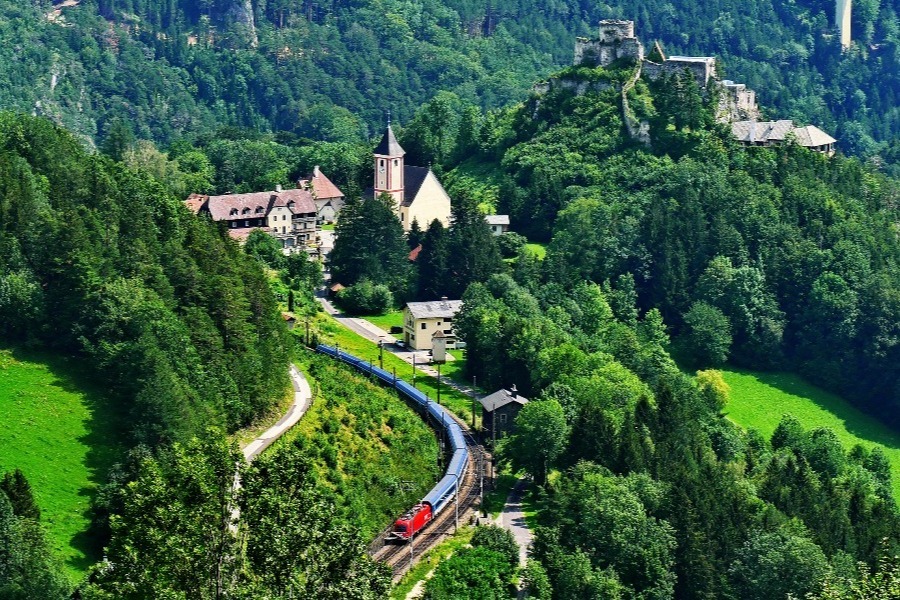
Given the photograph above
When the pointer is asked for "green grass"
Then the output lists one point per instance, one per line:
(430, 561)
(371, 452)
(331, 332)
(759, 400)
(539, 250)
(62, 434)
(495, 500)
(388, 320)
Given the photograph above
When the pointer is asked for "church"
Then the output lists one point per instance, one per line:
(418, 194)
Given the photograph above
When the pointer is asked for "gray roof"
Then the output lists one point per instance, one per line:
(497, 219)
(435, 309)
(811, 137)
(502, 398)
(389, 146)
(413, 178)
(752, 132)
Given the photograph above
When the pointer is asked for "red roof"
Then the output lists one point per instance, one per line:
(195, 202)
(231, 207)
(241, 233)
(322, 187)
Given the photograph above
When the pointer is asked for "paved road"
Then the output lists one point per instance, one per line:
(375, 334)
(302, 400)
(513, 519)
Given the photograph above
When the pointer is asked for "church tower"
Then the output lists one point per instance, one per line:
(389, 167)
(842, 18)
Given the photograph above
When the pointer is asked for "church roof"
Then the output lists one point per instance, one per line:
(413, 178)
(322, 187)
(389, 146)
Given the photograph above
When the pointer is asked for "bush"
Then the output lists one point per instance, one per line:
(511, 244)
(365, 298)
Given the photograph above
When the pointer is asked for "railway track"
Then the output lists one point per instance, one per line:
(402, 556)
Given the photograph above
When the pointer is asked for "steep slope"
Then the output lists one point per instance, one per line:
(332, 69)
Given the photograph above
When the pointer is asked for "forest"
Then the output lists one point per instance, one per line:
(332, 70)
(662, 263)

^^^^^^^^

Exercise requirements:
Retype everything in the material word for word, minus pictures.

Output of the task:
Given the photograph above
When the pointer is asked for "green grass"
Then the output lists one point per instance, one per line:
(430, 561)
(371, 452)
(331, 332)
(759, 400)
(539, 250)
(62, 434)
(495, 500)
(388, 320)
Given the photograph above
When the pointer is asked for "church"
Then the output lists one point per instance, one per line:
(418, 194)
Given the photograph above
When the pointer is asked for "gray roof"
Then the output lists one point per instance, one per line:
(497, 219)
(435, 309)
(811, 137)
(502, 398)
(389, 146)
(413, 178)
(752, 132)
Given the photograph above
When the pointer is asked for "red roof"
Then the output lists one point per instance, one per line:
(195, 202)
(231, 207)
(241, 233)
(322, 187)
Given the photograph above
When the pointer is asked for "paved road"
Then the output lists one point per instance, one per line:
(375, 334)
(302, 400)
(513, 519)
Given the photograph above
When the pointer is asked for "church tower"
Then the output lists one point per instance, one per line:
(389, 167)
(842, 18)
Given the photograph above
When the pointer is asked for "church roof"
Then the output lists one point per instance, one per line:
(413, 178)
(322, 187)
(389, 146)
Given the photograph above
When the pointer is asked for "bush"
Then the output lists one point per instance, one per line:
(511, 244)
(365, 298)
Given the photograph above
When the pointer is asked for "railway track"
Then the output lists one point per instance, one per line:
(402, 556)
Given the photograph above
When the pointer is asked for "steep slope"
Then the output lists one point per instance, one per line:
(332, 69)
Given the photograph above
When the pointer is asked for "forest"
Then the output lists one point per instance, one per line:
(332, 70)
(662, 263)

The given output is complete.